== Passage provided ==
───

# Making Sarsaparilla Soft Drink



## altpferd (24/11/13)

I thought I might add Sarsaparilla cordial to this recipe:


Basic Soda Base 
(2 liters)

Ingredients:

2.25 liters water (some will boil off)
1/4 cup sugar
1/4 cup mildly flavored honey, such as clover
4 tsp. lemon juice (added at end of boil)
1 tsp. per liter of yeast mix, from 1 packet Champagne yeast, rehydrated with 1/4 cup of warm tap water and 1/2 tsp. sugar.

Any tips from experienced Sarsaparilla soft drink makers on here?

I got the recipe from http://byo.com/smoked-beer/item/1255-pop-art-brewing-excellent-soda which I saw recommended on here in another topic.

Do I need to use something other than sarsaparilla cordial? I thought I might try the Sodastream cordial. Or would the Cottees cordial be just as good? Also, what quantities should be used?


----------



## seamad (24/11/13)

───

== Material supplied ==
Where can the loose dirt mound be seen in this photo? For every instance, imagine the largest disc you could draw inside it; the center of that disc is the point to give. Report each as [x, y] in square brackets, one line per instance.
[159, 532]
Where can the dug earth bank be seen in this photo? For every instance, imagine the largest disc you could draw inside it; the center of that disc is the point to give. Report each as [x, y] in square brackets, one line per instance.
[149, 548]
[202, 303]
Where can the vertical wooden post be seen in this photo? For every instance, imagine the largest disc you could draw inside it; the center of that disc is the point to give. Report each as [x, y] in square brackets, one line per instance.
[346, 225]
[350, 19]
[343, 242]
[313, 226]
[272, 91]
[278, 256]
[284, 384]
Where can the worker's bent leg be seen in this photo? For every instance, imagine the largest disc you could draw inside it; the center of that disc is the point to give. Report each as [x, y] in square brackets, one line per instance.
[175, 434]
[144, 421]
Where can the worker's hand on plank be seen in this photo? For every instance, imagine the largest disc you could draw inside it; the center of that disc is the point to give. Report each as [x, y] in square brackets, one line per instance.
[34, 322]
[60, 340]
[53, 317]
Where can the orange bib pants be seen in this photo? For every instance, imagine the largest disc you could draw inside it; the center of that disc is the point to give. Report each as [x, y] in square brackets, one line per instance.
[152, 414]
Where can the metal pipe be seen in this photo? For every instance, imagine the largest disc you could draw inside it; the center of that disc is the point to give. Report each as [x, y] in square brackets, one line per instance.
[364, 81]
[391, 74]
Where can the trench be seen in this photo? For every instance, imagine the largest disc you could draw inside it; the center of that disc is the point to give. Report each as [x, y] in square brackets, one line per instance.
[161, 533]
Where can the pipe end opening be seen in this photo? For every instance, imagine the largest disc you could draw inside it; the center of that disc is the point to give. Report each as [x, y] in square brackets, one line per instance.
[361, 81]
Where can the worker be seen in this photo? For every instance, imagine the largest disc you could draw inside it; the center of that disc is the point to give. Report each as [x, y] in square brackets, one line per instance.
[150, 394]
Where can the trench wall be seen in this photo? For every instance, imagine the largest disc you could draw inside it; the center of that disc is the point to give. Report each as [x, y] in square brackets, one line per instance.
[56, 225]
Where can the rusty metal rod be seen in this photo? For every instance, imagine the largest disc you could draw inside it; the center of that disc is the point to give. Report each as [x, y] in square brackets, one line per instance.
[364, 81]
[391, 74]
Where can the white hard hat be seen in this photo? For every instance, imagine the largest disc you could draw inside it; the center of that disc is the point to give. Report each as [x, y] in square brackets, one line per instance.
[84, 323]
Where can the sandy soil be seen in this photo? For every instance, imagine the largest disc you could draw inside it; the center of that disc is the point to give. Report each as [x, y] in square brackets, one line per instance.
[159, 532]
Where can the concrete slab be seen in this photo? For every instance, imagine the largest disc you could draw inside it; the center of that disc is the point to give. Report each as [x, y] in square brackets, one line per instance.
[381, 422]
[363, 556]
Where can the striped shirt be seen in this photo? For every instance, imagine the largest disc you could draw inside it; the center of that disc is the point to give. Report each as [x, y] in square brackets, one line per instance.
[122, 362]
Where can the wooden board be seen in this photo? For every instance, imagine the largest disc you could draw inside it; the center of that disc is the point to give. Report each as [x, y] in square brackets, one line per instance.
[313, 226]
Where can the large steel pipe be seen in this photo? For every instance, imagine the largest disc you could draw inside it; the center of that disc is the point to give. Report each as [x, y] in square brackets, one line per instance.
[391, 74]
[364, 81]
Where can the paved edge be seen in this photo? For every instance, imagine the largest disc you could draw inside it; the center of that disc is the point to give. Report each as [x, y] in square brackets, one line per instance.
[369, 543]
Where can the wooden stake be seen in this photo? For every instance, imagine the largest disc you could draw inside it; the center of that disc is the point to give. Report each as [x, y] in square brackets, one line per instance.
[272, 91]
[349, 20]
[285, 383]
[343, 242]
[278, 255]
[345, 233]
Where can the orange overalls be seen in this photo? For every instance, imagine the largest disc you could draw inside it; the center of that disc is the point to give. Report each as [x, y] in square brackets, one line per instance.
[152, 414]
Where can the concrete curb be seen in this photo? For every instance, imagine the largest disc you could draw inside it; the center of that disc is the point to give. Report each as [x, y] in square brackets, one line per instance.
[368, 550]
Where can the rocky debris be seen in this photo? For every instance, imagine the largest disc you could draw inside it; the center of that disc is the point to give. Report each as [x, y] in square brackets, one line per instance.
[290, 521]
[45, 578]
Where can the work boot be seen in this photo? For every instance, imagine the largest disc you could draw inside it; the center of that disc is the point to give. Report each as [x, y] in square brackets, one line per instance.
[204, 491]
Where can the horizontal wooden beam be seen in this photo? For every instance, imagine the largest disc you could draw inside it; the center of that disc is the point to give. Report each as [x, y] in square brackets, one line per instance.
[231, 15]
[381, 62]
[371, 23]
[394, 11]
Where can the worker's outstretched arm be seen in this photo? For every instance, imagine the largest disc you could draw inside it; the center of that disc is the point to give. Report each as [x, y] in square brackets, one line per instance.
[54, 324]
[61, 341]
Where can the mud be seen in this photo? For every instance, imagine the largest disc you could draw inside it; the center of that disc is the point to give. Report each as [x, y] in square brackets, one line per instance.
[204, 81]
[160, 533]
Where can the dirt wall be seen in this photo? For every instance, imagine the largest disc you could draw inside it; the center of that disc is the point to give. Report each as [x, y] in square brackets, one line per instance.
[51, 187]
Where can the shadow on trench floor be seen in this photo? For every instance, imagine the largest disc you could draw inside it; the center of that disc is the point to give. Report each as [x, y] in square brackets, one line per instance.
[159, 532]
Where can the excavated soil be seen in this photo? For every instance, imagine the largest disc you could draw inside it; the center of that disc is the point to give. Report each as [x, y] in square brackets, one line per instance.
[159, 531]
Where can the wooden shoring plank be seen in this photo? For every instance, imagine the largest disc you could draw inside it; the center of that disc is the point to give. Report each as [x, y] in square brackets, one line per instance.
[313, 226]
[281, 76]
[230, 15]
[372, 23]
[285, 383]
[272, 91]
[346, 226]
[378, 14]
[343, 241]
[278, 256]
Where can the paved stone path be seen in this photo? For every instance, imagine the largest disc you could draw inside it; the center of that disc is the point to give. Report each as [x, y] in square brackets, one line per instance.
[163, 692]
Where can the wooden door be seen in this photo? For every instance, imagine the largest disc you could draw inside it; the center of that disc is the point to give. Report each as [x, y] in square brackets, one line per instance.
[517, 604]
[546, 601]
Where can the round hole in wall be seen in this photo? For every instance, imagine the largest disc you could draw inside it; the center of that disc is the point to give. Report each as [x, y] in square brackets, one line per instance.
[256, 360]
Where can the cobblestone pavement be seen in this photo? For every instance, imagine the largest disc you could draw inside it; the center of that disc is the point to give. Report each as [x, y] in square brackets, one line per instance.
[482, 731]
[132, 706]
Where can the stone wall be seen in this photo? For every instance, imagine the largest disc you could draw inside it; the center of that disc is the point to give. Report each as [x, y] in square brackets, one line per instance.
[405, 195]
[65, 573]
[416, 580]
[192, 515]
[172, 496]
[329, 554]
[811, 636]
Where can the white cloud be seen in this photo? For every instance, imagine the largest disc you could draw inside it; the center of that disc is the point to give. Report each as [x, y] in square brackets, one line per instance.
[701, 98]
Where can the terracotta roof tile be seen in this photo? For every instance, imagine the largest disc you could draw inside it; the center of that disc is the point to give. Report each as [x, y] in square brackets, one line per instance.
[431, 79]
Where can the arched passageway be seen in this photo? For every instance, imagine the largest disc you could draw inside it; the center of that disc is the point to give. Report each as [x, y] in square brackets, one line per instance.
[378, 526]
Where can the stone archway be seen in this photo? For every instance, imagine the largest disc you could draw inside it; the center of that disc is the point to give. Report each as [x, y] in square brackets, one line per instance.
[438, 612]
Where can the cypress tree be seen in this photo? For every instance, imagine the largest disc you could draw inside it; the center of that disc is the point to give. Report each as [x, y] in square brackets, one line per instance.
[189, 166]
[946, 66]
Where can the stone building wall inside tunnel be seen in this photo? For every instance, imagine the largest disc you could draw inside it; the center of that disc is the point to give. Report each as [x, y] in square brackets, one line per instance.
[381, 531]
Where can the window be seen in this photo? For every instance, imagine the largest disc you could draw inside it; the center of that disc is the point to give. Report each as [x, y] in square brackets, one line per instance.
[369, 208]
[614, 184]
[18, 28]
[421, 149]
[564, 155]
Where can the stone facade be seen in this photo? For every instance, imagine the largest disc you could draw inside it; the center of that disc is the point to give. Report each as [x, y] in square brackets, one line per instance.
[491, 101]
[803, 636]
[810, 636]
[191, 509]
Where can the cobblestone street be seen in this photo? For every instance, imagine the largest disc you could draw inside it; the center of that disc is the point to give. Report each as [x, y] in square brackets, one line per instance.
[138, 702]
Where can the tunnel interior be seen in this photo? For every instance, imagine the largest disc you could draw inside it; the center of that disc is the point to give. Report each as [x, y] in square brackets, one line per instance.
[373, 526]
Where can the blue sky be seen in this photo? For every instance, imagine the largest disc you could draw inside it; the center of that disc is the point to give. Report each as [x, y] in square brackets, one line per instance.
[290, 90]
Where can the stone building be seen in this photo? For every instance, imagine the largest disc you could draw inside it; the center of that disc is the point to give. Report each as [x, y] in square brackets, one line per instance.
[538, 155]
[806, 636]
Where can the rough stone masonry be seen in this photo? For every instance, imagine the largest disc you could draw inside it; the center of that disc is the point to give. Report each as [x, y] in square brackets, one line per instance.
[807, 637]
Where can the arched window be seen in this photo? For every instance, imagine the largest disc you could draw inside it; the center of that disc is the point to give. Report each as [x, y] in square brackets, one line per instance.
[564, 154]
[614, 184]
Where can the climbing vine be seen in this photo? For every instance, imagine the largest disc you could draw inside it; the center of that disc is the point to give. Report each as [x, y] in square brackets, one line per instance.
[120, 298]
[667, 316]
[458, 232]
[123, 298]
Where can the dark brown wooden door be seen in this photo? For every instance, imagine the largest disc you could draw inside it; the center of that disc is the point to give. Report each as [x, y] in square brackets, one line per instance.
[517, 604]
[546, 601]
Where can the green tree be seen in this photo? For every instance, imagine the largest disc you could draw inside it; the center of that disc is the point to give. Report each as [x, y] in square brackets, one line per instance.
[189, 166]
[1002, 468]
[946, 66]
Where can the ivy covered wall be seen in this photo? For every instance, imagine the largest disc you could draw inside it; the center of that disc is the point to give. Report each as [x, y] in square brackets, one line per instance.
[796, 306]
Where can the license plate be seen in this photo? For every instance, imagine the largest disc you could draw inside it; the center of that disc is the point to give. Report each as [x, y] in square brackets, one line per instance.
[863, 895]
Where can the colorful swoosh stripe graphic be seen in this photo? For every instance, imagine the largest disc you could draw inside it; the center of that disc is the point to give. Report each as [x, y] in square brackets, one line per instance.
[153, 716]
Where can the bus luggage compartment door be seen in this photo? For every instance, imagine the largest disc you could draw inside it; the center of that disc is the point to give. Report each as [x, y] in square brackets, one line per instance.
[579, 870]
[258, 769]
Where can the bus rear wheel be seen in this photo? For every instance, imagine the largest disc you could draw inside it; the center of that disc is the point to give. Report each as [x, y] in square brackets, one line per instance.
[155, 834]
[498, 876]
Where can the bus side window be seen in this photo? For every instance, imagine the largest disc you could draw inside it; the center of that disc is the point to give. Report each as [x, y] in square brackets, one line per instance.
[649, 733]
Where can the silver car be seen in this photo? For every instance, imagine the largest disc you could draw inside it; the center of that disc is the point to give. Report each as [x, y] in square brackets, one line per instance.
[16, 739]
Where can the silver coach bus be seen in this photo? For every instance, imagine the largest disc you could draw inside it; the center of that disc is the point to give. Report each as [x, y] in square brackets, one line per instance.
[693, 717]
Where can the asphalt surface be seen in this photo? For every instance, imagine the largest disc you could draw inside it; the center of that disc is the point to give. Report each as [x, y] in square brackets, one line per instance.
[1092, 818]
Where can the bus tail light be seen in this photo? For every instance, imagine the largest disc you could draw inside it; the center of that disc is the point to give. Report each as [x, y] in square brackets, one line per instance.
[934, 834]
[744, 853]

───

== Exercises ==
**a)** Why does the 2-liter soda base in the sarsaparilla soft drink thread call for 2.25 liters of water? Answer in one to three sentences.
**b)** Please continue the sarsaparilla soft drink thread from its last line.

== Task-by-task outputs ==
**a)** The recipe starts with 2.25 liters because some of the water will boil off, and the base is meant to make 2 liters.

**b)**
I've used this before http://www.craftbrewer.com.au/shop/details.asp?PID=2900 and added some star anise etc to a small boil to boost up the flavour. Didn't bother with yeast , just force carbonated, came out very tasty.


----------



## altpferd (24/11/13)

Thanks. Taste like sarsaparilla then?


----------



## seamad (25/11/13)

Yep. I used the byo recipe ( the half/half one ) didn't have wintergreen leaves or anise seed though, don't think i used as much sugar ?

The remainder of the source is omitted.